DATA FOR PROCESSING ::
__________

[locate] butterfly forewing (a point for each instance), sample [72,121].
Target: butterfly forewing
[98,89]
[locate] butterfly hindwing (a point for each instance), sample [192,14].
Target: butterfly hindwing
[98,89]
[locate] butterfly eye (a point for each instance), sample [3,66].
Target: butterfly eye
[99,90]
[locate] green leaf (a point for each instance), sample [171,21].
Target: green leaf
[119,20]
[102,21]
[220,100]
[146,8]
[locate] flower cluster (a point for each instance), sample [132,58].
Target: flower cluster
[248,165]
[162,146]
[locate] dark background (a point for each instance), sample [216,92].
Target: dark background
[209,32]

__________

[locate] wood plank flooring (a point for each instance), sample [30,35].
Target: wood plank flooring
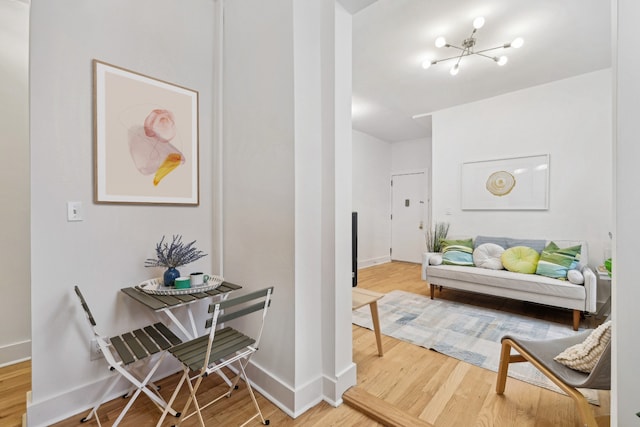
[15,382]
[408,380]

__________

WHAT IS NEEDED ::
Counting case-sensitive matches only, how many lines of the records contain the string "dark"? Reply with the number alone.

RESPONSE FOR THIS EXERCISE ::
2